::: Source :::
The allowance comes up regularly in discussion groups on Facebook in NZ by those wanting to see it increased because there has been no increase in the allowance since it was introduced in 1990.  I have developed a post that I post each time the allowance comes up.

This is something that has been discussed a lot among home educators over the years. There has always been no agreement among home educators. There are those who would like more money and those who don’t receive the allowance at all. When we first started home schooling we didn’t receive any allowance – over 30 years ago in 1985 unofficially (Our oldest is 39 fully home educated).

The allowance just started coming in 1990 after the implementation of Tomorrow’s Schools in the 1989 Education act for no reason at all.

No home educator asked for it. Here is what Craig wrote in his “A Brief History of Home Education in New Zealand” part 2 http://hef.org.nz/about-us/a-brief-history-of-home-education-in-new-zealand-by-craig-smith/  

“1990 saw the introduction of the Home Schooling Supervisory Allowance, under then Minister of Education Phil Goff. This writer knows of no home educators who were lobbying for it: it appeared as a suggestion in the 1988 Picot Report and was picked up and instituted by the Tomorrow’s Schools policy document of 1989.”

When we looked into it we found that the Correspondence School people had lobbied for it. The Picot report lumped home schoolers in with the Correspondence school and decided that it would be good for home educators to get it too. Craig wrote to every new Education Minister to confirm that there were no strings attached to the allowance. So far there have been no strings attached to it. It is an allowance for supervising our children’s education. NOT an allowance for resources. We can spend the money on whatever we like – a new hairdo, drinks out with friends, a new washing machine etc.

We have always weighed up very carefully what battles to fight and when it is best to lie low. I know many people don’t agree with me but Craig (used to think) and I and many others think that this is an issue, at this time, especially under the current economic and social times, best left alone.

Yes, it would be nice to get more money – most of us are struggling to make ends meet. But we need to look at the issues.

1. Who owns the children? NOT the government, not even us. We have been given them to nurture and bring into adulthood where they will be their own person. The Government is more and more acting like they own our children. There are so many Govt compulsory things that effect our lives and our children’s lives – we don’t want to give our children over to the Govt any more than we have to. If we beg the Govt for more money then we are giving over a bit more of our children to the Govt.

2. As others have already mentioned we have opted out of the State Schooling system. Why would we want to opt in again?
::: Supplied data :::
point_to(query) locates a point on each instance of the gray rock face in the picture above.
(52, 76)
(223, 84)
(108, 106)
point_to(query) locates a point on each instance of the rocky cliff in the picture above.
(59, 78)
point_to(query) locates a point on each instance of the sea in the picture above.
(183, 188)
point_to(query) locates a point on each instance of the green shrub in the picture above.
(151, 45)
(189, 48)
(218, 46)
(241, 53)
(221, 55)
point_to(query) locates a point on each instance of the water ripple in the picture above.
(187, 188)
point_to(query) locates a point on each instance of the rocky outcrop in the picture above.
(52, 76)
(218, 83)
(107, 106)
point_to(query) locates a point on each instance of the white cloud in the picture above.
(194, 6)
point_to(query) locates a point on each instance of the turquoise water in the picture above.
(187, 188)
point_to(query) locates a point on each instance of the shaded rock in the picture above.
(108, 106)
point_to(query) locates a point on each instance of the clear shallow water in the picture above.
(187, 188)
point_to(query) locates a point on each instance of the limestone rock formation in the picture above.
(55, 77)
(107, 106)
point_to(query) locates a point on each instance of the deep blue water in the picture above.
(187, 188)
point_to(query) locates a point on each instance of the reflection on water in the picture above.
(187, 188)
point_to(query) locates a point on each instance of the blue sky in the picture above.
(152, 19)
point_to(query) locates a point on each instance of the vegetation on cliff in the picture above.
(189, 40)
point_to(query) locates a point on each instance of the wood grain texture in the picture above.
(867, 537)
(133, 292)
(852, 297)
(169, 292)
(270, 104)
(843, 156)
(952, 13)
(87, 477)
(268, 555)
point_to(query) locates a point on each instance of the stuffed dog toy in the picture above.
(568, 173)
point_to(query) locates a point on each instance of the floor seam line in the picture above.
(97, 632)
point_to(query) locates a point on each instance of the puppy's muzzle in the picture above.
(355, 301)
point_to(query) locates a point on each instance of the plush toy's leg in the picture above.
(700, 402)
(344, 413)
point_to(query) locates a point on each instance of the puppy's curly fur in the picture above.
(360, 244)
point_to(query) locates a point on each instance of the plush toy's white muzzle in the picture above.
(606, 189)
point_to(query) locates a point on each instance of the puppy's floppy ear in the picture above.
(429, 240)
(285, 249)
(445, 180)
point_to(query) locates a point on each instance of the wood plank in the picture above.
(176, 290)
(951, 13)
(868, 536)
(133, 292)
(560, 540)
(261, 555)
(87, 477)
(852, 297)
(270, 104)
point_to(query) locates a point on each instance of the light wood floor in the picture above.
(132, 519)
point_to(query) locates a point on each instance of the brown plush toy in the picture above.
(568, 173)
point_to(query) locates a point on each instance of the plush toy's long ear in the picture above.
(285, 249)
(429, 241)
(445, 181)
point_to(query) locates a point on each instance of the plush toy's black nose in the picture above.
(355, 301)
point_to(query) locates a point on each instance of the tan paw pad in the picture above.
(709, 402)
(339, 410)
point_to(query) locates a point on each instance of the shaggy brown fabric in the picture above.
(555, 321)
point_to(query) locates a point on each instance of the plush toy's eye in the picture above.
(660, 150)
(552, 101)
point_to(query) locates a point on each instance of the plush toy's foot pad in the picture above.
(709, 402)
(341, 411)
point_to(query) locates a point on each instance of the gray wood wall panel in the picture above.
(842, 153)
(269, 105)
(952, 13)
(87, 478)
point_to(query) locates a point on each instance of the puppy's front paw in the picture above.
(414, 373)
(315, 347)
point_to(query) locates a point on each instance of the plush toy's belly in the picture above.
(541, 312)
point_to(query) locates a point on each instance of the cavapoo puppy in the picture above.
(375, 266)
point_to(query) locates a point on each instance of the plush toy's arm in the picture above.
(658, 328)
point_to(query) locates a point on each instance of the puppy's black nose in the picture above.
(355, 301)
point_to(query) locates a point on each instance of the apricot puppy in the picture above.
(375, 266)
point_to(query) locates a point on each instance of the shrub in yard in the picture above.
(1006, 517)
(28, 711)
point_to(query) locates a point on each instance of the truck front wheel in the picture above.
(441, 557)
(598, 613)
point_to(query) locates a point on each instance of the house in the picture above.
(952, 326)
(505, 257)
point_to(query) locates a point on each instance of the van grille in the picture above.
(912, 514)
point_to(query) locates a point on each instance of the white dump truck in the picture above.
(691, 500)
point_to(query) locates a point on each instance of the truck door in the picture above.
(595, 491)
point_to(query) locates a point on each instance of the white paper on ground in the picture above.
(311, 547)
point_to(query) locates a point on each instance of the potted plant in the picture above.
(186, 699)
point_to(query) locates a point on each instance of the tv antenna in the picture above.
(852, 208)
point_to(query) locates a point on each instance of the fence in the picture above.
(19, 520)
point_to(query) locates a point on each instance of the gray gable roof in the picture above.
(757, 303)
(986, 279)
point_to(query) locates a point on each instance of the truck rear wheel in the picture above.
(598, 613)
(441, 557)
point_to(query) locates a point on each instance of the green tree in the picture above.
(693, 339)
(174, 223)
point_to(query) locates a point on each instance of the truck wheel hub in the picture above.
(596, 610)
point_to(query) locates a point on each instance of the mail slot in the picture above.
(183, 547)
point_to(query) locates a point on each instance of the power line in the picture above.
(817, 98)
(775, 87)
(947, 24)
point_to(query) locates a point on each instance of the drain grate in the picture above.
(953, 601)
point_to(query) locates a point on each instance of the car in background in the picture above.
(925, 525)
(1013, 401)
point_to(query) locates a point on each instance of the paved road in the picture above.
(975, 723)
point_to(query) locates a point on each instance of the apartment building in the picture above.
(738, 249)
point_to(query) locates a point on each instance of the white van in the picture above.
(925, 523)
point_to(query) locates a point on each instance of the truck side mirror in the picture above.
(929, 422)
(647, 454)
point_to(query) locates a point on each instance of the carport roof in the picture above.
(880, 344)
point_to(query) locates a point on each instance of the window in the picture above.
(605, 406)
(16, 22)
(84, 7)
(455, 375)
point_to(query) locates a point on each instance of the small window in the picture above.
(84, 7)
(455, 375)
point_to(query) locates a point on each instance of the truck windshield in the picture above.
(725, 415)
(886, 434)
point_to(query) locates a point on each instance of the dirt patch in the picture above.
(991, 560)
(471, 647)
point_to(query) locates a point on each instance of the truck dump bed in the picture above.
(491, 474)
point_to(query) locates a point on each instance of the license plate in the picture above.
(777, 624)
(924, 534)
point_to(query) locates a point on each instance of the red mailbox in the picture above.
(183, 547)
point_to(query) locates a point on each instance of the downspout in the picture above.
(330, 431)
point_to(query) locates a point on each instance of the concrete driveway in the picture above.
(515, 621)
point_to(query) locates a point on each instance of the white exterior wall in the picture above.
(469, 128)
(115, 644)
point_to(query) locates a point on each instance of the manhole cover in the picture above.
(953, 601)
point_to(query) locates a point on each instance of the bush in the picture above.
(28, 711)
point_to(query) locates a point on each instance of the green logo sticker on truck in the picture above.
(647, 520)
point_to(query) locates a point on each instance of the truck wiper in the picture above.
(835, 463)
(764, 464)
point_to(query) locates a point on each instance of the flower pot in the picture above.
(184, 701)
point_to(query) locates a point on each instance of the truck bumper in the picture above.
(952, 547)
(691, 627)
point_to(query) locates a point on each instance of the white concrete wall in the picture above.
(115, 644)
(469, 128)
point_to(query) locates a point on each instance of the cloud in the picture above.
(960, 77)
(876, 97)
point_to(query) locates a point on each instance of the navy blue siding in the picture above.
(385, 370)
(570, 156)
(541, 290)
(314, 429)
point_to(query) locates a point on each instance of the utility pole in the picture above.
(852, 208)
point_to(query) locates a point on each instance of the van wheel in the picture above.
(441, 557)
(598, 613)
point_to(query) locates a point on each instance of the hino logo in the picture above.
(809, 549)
:::
◆ What you will do:
For each statement below, say yes or no on whether it agrees with the text on the New Zealand home schooling allowance, and quote the words of the text that decide it.
1. The allowance was introduced in 1990.
2. Home educators lobbied for the allowance.
3. The allowance must be spent on educational resources.

◆ Expected answer:
1. Yes: "1990 saw the introduction of the Home Schooling Supervisory Allowance"
2. No: "No home educator asked for it."
3. No: "NOT an allowance for resources. We can spend the money on whatever we like"